Everything lives under supervisor.memory: in agents.yaml:

supervisor:
  memory:
    strategy: "rag_augmented"           # none | running_summary | rag_augmented
    summary_recent_turns: 10           # keep last N exchanges verbatim
    summary_model: null                # null = supervisor model
    structured_output: true            # JSON entity extraction
    persist_summary: true              # store in chat storage
    summary_prompt: null               # custom compression prompt (null = default)
    # -- rag_augmented only --
    rag_namespace: "__memory__"        # reserved Qdrant namespace
    rag_k: 5
    rag_similarity_threshold: 0.5
    store_turns: true
    # -- truncation --
    truncation_strategy: "hard"        # hard | middle | llm | semantic
    truncation_max_chars: 1000

Compression prompts are overridable per-agent via prompt_sections:

agents:
  - name: my-agent
    prompt_sections:
      summary_compression_system_prompt: "..."
      summary_compression_user_prompt: "Summarise: {transcript}"
      summary_extension_user_prompt: "Extend: {existing_summary} with {new_messages}"

Compression is also controlled by legacy supervisor-level toggles:

supervisor:
  history_summary_enabled: true
  history_summary_model: gemini/gemini-2.5-flash-lite
  history_summary_recent_turns: 10
  history_max_turns: 20
  history_max_chars: 1000

Strategy Phases

Phase 1 — Running Summary (stateful incremental compression)

Every call to compress_conversation_history() used to re-process the entire older history from scratch — O(n²) LLM token waste. With strategy: "running_summary", the summary is incrementally extended:

On each turn, only the new older messages are sent to the LLM with an extension prompt: "Given this existing summary and these new conversation messages, produce an updated summary...".
The summary is persisted in chat storage (conversation_summaries table) via OrchidChatStorage.
On LLM failure, falls back to truncation (recent turns only, no crash).

Memory implementation: OrchidInMemoryConversationMemory (agents/memory.py).

Phase 2 — Structured Summaries (JSON entity extraction)

Flat paragraph summaries lose entities, topics, and structure. With structured_output: true, the LLM produces structured JSON:

{
  "topics": ["weather", "travel"],
  "entities": [{"name": "John", "type": "person", "details": "user"}],
  "actions_taken": ["looked up forecast"],
  "decisions": ["postpone trip"],
  "open_questions": ["what about hotel?"],
  "user_preferences": ["prefers warm climate"],
  "narrative": "User asked about weather and travel.",
  "covered_turns": 5
}

Entities are deduplicated across turns (same entity → merged details).
On JSON parse failure, falls back to narrative-only.
Renders via OrchidConversationSummary.to_context_string() for LLM injection.

Models: OrchidConversationSummary, OrchidSummaryEntity (core/memory_types.py).

» **Work instructions**:
Retype the part of the memory configuration text that opens with the words "Strategy Phases" and closes with "table) via OrchidChatStorage.". The data after this point is separate from the memory configuration text.

» **Data section**:
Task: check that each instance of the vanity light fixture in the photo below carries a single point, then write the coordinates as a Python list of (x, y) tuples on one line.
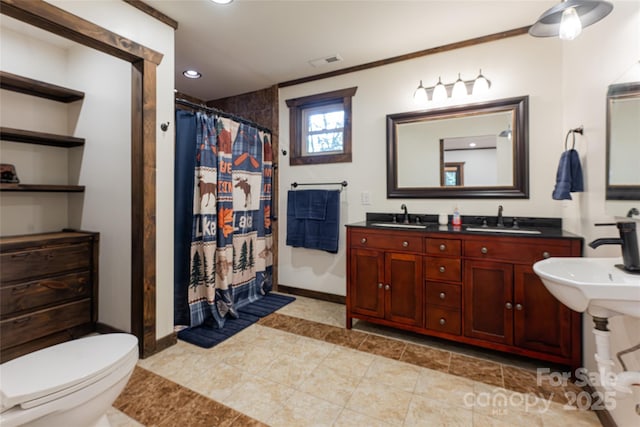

» **Answer section**:
Strategy Phases

Phase 1 — Running Summary (stateful incremental compression)

Every call to compress_conversation_history() used to re-process the entire older history from scratch — O(n²) LLM token waste. With strategy: "running_summary", the summary is incrementally extended:

On each turn, only the new older messages are sent to the LLM with an extension prompt: "Given this existing summary and these new conversation messages, produce an updated summary...".
The summary is persisted in chat storage (conversation_summaries table) via OrchidChatStorage.